→ **Tekstgedeelte**:
ECLI:NL:CRVB:2010:BM5968
Centrale Raad van Beroep
- Hoger beroep
- Rechtspraak.nl
Korting op AOW-pensioen wegens verblijf in het buitenland en niet-verzekerd zijn
In deze zaak heeft de Centrale Raad van Beroep op 19 mei 2010 uitspraak gedaan in het hoger beroep van appellante, die in Spanje woont. De zaak betreft een korting van 20% op haar AOW-pensioen, opgelegd door de Sociale verzekeringsbank (Svb) omdat appellante gedurende tien jaar niet verzekerd was. Appellante betwistte de door de Svb in aanmerking genomen verzekerde tijdvakken en stelde dat zij in de periode van 22 oktober 1970 tot en met 30 november 1983 verzekerd was voor de AOW. De Svb had echter vastgesteld dat appellante in die periode niet in Nederland woonachtig was en dat zij in België werkte, waar zij verzekerd was voor haar werkzaamheden.
De rechtbank Amsterdam had eerder het beroep van appellante tegen het besluit van de Svb ongegrond verklaard. De Centrale Raad van Beroep bevestigde deze uitspraak en oordeelde dat appellante in de relevante perioden niet verzekerd kon worden geacht voor de AOW. De Raad baseerde zich op gegevens van de Gemeente Son en Breugel en de Rijksinspectie der Bevolkingsregisters, die bevestigden dat appellante niet in Nederland woonde. De Raad concludeerde dat de verklaring van de Administracion General del Estado, waarin stond dat appellante gedurende de periode van 15 februari 1979 tot en met 31 december 1983 “no residente” was in Spanje, niet voldoende bewijs bood voor haar verblijf in Nederland.
De Raad oordeelde dat het hoger beroep van appellante niet kon slagen en bevestigde de aangevallen uitspraak. Tevens werd er geen aanleiding gezien voor een veroordeling tot vergoeding van proceskosten. De uitspraak werd openbaar uitgesproken op 19 mei 2010, met H.J. de Mooij als rechter en W. Altenaar als griffier.

→ **Opgeslagen gegevens**:
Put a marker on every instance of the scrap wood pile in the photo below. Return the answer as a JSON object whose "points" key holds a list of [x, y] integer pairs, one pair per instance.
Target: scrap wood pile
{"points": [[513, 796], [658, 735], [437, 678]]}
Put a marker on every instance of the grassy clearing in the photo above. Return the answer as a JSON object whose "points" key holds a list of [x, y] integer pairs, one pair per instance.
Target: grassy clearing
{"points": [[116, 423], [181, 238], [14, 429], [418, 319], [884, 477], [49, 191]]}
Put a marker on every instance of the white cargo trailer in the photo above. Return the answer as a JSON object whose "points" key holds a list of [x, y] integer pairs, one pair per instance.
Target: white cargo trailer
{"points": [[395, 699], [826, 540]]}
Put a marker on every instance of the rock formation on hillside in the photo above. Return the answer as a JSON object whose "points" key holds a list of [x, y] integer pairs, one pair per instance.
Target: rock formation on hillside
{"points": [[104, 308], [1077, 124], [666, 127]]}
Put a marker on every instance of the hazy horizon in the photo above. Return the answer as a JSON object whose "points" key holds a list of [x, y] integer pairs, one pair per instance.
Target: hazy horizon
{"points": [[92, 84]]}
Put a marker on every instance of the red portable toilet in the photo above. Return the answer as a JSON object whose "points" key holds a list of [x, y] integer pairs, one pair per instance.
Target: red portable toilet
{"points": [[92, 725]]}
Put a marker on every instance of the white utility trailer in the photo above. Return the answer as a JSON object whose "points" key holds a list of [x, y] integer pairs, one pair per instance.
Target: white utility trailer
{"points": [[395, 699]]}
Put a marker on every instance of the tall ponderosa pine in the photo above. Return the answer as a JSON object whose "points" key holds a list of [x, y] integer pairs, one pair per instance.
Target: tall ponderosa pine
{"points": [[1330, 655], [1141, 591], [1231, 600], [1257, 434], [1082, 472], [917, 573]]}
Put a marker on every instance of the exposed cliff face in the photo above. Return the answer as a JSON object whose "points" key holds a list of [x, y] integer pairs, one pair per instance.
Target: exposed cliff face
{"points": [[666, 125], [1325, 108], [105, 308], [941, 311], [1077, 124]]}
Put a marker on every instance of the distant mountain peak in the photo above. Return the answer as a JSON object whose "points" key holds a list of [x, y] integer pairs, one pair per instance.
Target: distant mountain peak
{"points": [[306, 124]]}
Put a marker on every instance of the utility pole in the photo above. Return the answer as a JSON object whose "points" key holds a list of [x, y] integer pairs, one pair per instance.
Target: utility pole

→ **Wat moet je doen**: Geef het deel van de uitspraak over de AOW-korting van "De rechtbank Amsterdam" tot en met "verblijf in Nederland." opnieuw weer, en vervang daarbij "perioden" door "tijdvakken". Baseer je uitsluitend op de tekst.

→ **Het antwoord**:
De rechtbank Amsterdam had eerder het beroep van appellante tegen het besluit van de Svb ongegrond verklaard. De Centrale Raad van Beroep bevestigde deze uitspraak en oordeelde dat appellante in de relevante tijdvakken niet verzekerd kon worden geacht voor de AOW. De Raad baseerde zich op gegevens van de Gemeente Son en Breugel en de Rijksinspectie der Bevolkingsregisters, die bevestigden dat appellante niet in Nederland woonde. De Raad concludeerde dat de verklaring van de Administracion General del Estado, waarin stond dat appellante gedurende de periode van 15 februari 1979 tot en met 31 december 1983 “no residente” was in Spanje, niet voldoende bewijs bood voor haar verblijf in Nederland.